====== Dataset ======

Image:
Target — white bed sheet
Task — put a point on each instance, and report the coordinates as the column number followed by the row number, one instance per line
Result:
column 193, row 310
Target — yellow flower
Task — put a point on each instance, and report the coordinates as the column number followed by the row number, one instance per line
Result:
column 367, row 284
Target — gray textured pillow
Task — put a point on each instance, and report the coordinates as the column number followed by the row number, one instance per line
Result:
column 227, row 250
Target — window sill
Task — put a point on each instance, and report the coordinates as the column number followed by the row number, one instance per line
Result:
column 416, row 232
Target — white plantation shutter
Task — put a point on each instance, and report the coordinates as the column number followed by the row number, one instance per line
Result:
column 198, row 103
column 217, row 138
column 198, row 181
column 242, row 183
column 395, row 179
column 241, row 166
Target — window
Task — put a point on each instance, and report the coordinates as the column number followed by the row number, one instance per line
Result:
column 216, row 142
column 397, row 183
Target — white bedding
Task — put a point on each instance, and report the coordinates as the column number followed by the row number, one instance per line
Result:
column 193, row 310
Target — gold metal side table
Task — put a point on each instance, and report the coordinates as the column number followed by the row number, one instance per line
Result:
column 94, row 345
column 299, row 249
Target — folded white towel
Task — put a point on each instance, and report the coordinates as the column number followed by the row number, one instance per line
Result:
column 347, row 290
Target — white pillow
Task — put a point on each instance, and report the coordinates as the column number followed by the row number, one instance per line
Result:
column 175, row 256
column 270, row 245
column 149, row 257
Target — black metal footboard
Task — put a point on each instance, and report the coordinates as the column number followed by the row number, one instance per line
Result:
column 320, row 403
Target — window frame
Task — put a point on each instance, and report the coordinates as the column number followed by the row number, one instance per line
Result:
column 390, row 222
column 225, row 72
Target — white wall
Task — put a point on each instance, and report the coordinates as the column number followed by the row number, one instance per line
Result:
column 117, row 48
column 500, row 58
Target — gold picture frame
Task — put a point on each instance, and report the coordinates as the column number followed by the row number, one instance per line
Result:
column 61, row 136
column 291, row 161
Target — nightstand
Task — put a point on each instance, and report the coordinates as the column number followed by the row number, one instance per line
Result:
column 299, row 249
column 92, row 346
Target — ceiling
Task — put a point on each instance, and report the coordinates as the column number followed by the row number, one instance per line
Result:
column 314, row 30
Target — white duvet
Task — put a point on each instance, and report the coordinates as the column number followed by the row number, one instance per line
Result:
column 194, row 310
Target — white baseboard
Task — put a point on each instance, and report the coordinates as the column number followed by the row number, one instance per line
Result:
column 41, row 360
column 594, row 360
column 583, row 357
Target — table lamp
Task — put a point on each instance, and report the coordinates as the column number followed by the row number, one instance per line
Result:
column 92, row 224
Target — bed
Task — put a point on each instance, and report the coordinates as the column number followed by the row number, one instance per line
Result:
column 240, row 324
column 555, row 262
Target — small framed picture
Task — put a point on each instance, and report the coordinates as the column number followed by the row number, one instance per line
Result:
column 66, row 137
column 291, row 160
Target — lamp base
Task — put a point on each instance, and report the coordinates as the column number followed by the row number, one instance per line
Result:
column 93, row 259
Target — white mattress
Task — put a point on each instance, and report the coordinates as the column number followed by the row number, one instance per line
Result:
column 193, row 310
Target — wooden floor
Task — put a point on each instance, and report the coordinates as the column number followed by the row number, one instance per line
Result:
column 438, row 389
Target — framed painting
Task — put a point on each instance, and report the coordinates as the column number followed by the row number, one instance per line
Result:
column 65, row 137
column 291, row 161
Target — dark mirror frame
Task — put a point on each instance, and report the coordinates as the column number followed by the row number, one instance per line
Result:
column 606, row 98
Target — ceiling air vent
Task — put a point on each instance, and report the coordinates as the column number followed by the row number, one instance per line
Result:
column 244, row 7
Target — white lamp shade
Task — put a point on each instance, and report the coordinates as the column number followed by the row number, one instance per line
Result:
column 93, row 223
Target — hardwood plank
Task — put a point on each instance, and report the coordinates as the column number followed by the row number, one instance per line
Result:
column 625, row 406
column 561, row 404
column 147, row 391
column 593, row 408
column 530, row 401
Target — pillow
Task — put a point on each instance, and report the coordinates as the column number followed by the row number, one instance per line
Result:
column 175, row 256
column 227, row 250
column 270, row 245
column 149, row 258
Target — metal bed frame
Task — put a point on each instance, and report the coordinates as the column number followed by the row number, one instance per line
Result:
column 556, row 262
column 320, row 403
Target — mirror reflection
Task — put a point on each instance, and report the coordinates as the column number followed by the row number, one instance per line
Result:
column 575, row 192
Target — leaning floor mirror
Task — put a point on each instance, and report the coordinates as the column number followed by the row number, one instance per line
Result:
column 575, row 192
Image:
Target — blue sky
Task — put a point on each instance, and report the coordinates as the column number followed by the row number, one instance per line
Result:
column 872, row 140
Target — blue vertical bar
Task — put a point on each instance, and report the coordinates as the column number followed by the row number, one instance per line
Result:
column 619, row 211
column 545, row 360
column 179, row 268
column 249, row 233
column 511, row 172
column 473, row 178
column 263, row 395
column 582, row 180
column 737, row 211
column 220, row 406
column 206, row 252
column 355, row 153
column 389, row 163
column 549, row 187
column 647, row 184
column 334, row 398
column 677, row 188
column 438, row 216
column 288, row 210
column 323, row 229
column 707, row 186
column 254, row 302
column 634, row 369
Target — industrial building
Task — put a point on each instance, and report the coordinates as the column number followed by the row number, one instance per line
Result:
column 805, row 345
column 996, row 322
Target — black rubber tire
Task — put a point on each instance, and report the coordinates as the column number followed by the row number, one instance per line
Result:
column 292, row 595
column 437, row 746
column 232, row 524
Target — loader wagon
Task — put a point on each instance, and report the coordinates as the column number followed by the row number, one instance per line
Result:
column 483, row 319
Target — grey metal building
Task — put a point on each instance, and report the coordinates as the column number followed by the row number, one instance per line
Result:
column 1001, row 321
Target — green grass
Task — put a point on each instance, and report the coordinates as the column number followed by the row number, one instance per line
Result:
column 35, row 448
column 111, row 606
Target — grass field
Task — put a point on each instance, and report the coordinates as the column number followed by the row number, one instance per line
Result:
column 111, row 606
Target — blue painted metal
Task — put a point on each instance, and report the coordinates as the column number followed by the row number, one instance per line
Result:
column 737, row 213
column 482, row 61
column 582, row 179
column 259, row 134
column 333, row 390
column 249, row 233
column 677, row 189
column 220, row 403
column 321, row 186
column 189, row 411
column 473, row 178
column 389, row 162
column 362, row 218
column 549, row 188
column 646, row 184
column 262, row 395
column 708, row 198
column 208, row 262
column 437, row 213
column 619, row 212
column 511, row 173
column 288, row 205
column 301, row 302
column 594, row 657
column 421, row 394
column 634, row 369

======
====== Dataset ======

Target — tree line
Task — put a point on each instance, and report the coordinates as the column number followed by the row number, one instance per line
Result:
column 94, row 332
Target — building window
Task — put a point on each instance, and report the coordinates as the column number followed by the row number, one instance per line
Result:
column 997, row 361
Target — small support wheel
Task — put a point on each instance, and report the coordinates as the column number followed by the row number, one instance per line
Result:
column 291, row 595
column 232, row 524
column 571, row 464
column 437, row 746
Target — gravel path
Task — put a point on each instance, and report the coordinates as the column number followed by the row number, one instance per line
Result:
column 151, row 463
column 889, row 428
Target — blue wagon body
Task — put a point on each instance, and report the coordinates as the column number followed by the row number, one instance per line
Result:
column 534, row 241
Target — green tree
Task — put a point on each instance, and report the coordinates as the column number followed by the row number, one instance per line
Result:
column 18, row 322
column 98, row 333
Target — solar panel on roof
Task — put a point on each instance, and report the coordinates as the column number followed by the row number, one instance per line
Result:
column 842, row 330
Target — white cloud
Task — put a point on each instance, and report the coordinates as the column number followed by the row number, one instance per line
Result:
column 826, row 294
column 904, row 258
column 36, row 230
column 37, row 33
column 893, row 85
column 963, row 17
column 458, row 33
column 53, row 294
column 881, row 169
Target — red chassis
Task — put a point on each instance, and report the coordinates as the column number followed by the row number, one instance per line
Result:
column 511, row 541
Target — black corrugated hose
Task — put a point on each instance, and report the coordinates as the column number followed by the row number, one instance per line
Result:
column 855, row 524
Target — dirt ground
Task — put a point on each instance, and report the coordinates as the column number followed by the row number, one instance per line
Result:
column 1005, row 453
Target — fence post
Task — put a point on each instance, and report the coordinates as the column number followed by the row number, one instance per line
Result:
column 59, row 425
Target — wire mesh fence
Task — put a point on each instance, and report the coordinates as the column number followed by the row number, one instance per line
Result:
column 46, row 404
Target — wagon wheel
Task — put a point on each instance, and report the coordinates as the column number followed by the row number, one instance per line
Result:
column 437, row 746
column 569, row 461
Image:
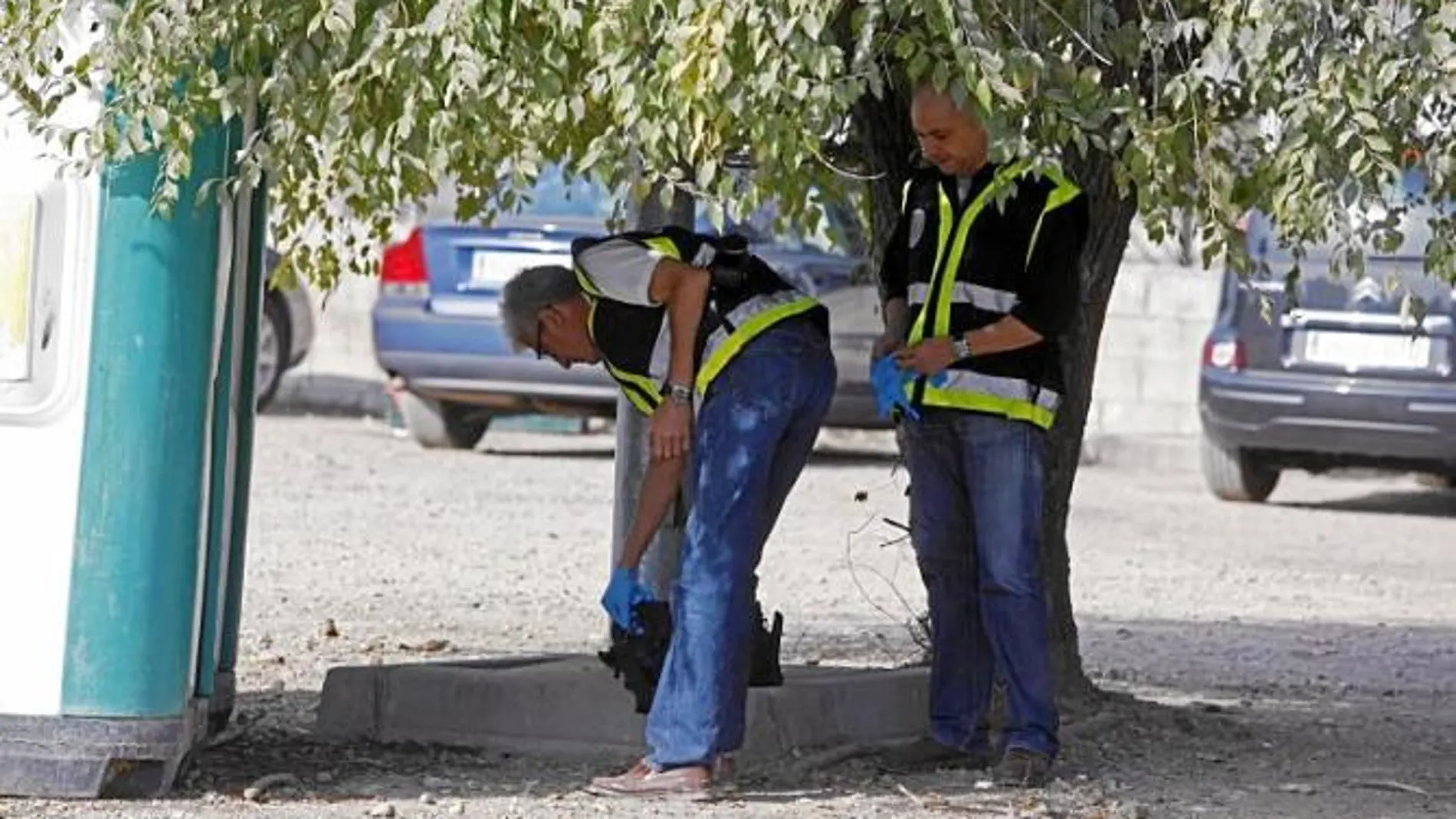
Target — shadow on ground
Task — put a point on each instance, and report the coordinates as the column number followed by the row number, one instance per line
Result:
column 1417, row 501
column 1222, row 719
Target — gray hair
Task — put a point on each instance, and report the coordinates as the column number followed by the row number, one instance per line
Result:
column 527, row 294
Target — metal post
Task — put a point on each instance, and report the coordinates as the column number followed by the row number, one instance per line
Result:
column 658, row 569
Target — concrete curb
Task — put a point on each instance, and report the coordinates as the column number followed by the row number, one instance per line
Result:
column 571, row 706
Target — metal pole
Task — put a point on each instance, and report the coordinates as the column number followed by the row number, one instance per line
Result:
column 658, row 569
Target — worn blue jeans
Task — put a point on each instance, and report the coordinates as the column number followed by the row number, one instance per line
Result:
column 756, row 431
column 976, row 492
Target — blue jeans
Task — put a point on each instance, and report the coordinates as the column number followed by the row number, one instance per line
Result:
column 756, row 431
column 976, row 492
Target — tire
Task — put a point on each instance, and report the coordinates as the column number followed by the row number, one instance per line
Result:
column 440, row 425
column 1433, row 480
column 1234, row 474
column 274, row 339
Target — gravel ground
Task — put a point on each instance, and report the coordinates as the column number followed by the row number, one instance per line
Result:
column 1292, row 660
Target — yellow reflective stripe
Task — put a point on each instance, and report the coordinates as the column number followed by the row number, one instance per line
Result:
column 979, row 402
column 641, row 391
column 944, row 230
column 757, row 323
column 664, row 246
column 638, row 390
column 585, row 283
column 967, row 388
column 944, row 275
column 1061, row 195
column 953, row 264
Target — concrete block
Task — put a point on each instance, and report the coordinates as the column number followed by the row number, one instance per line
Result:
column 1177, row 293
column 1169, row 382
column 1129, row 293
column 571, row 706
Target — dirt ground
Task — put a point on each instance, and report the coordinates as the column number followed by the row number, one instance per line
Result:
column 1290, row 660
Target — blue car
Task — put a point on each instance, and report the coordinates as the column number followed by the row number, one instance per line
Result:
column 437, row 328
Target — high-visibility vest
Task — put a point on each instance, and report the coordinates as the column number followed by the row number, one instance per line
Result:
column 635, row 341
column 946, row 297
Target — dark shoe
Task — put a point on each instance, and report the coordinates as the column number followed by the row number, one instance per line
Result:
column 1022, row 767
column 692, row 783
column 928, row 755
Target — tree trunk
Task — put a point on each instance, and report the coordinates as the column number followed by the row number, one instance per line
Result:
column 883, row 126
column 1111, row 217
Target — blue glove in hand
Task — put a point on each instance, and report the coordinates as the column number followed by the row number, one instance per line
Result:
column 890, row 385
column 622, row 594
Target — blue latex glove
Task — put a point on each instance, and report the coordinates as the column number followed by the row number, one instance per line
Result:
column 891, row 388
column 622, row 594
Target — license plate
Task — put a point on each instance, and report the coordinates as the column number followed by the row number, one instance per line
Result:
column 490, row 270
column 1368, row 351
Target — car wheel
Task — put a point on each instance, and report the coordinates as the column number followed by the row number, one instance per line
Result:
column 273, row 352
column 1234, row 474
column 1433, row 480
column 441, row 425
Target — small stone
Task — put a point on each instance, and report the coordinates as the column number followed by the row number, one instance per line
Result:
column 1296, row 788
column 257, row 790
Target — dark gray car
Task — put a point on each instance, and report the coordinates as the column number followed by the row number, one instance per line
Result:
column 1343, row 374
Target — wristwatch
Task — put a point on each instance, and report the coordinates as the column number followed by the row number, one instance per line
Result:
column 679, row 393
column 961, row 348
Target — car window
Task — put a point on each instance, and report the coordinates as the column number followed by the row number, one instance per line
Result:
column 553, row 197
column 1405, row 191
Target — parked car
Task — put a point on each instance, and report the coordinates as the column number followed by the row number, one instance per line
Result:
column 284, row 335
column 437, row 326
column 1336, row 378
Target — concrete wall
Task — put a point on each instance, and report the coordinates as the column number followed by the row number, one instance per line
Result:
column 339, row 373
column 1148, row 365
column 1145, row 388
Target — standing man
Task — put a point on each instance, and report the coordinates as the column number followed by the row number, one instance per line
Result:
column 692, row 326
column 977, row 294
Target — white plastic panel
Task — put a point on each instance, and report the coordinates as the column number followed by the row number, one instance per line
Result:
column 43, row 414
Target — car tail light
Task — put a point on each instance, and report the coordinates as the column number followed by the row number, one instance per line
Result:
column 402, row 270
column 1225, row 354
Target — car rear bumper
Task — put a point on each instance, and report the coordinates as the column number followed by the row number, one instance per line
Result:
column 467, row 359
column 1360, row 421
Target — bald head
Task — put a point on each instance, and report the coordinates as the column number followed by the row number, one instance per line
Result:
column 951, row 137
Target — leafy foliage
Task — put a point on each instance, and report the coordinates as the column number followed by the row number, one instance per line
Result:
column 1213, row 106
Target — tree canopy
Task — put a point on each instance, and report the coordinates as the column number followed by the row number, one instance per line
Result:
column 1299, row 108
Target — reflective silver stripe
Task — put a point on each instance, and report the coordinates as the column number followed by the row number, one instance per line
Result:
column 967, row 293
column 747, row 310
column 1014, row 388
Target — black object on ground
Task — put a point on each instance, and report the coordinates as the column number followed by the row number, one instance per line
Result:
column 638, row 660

======

→ Given problem:
Can you locate every line in the material above that contains the string "building"? Case counts, so copy each matching line in full.

→ Answer to the problem:
Target — industrial building
Target — grey metal building
Target — building window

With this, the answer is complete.